Directive:
Pick out each line of the data below that contains the word "green", and copy those lines.

Data in this exercise:
********
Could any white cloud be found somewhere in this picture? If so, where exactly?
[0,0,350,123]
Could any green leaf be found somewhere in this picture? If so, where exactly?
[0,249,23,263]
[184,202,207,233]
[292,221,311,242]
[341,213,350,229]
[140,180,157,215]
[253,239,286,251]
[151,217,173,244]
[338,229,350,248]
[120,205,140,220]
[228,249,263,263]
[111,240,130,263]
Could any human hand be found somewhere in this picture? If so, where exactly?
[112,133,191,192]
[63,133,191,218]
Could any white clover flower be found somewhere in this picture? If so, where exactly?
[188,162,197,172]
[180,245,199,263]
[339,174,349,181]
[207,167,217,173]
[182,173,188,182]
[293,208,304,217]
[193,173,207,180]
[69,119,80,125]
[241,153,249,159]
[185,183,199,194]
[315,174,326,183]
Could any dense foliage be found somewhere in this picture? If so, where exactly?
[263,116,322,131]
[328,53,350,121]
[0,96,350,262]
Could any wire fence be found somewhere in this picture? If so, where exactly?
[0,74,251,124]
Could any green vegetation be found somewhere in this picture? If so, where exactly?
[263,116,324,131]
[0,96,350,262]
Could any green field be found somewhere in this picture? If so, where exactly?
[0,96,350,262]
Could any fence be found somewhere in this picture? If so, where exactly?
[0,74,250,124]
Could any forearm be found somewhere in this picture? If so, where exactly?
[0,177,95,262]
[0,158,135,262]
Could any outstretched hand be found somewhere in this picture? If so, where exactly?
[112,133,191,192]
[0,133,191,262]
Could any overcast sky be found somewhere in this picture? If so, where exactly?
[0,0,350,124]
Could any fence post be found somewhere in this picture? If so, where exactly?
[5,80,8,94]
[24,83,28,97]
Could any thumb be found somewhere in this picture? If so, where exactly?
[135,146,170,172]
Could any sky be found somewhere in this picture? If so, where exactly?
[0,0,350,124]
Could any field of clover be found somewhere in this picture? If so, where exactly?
********
Right answer:
Could any green leaf be found somewhere in this picture? If so, where exactly?
Could any green vegetation be found somewhere in this picture? If so, where exactly?
Could any green field be found somewhere in this picture? If so, where exactly?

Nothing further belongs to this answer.